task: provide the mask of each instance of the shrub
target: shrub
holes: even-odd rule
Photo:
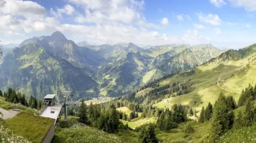
[[[187,133],[193,133],[195,132],[195,129],[190,123],[188,123],[185,125],[184,128],[182,130],[182,132]]]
________________________
Update the entries by changing every "shrub" to "bush" and keeping everything else the same. Leave the pictures out of your version.

* Task solution *
task: provide the mask of each instance of the bush
target: bush
holes: even-odd rule
Photo:
[[[187,133],[193,133],[195,132],[195,129],[190,123],[188,123],[185,125],[184,128],[182,130],[182,132]]]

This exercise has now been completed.